One good look at Lake Highlands’ Chris Passaro, at 5-feet, 10-inches and 265 pounds, and you can guess his position: nose-guard.

With 32.5 inches thighs, moving him from the defensive line would be like trying to move a tree stump with a spoon. Half the players on the Wildcats’ roster don’t have waists that large.

And Passaro isn’t shy about throwing his weight around: In Lake Highlands’ opening victory over Arlington Lamar, breaking that school’s 32-game home winning streak, Passaro had two unassisted tackles and four assists, despite being double-teamed the entire game.

The name ‘Passaro’ may ring a bell for Wildcats fans. Passaro’s older brother, Frank, and his three older sisters all attended Lake Highlands High School.

Frank started the family nose-guard tradition, playing varsity football from 1985-1987 and was a national champion in power lifting.

Passaro has taken great pride in breaking Frank’s school record of a 570-pound squat, pushing the record to 575 during his junior year.

“I called him (Frank) up right after I broke his record to give him a hard time,” Passaro says. “He reminded me that I was in a heavier weight class than him, but at least he was glad the record was still in the family.”

Passaro’s off-season dedication in the weight room has paid off on the football field, as well. Last year, he made second-team all-district in 9-5A as a junior for the Wildcats.

Born in Long Island, N.Y., Passaro comes from an Italian family heritage.

“Mom and dad never pushed me into sports, but with four brothers and sisters, we were all real competitive,” he says. “Since mom and dad both like to cook, I’ve always had a big appetite.”

Supplied entries »
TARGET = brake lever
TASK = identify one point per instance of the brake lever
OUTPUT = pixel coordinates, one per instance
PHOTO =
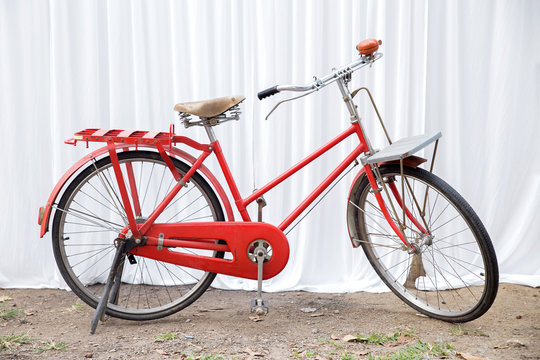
(286, 100)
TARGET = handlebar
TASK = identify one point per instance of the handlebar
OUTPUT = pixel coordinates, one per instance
(328, 79)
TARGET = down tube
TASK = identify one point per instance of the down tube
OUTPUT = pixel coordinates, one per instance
(319, 189)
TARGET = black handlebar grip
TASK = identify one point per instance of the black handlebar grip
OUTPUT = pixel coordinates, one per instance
(268, 92)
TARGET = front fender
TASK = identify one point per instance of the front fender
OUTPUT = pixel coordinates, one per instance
(45, 212)
(411, 161)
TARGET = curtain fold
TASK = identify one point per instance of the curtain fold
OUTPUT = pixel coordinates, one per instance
(469, 69)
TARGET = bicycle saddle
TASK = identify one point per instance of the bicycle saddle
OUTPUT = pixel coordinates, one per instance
(209, 108)
(368, 46)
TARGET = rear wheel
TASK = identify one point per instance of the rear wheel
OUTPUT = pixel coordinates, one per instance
(90, 216)
(453, 275)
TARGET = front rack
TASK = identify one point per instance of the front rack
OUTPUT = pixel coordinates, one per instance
(135, 137)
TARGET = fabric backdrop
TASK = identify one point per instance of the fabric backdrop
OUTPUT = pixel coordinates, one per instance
(468, 68)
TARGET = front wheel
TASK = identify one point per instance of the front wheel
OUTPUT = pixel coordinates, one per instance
(453, 274)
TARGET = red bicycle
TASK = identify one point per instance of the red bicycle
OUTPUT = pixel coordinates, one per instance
(141, 227)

Required actions »
**A.** Decide whether each statement below agrees with the profile of Chris Passaro above. Answer yes or no for each, and quote the words from the profile that decide it.
(i) Frank Passaro played varsity football from 1985 to 1987.
(ii) Chris Passaro set the new squat record during his senior year.
(iii) Chris Passaro was born in Long Island, N.Y.
**B.** Answer these questions using the profile of Chris Passaro above.
(i) How much does Passaro weigh?
(ii) Which team did Lake Highlands defeat in its opening victory?
(iii) In which district did Passaro make second-team all-district?
**C.** Extend the profile of Chris Passaro above, starting right after its final sentence.

Activity answers »
**A.**
(i) Yes: "playing varsity football from 1985-1987"
(ii) No: "pushing the record to 575 during his junior year"
(iii) Yes: "Born in Long Island, N.Y."

**B.**
(i) 265 pounds
(ii) Arlington Lamar
(iii) 9-5A

**C.**
But Passaro is more than a big guy: He ranks 44th in his senior class of 534, with a 94.7 GPA, and he says academics come first in his family.

Passaro hopes to attract enough attention on the playing field to earn a college scholarship and plans to become a medical engineer.

As vice president of the school board, a position responsible for organizing the senior prom and various fund-raisers, Passaro still finds the energy to be active in peer-helper classes that allow him to work with elementary school students.

“I love working with kids,” Passaro says. “As athletes in a small community, I think that it’s important to be good role models.”

A Garth Brooks and New York Giants fan, Passaro is in his eighth year of organized football. After moving to Dallas in the fifth grade, he has played with the Falcons (Pee-Wee), Forest Meadow Junior High and Lake Highlands.

“Playing nose-guard is great. You’re constantly in the middle of everything,” Passaro says. “It’s very challenging to see where the ball is going, and you have to learn to read the lineman.

“Basically, you’re the stud of the defense – my teammates will love that line.”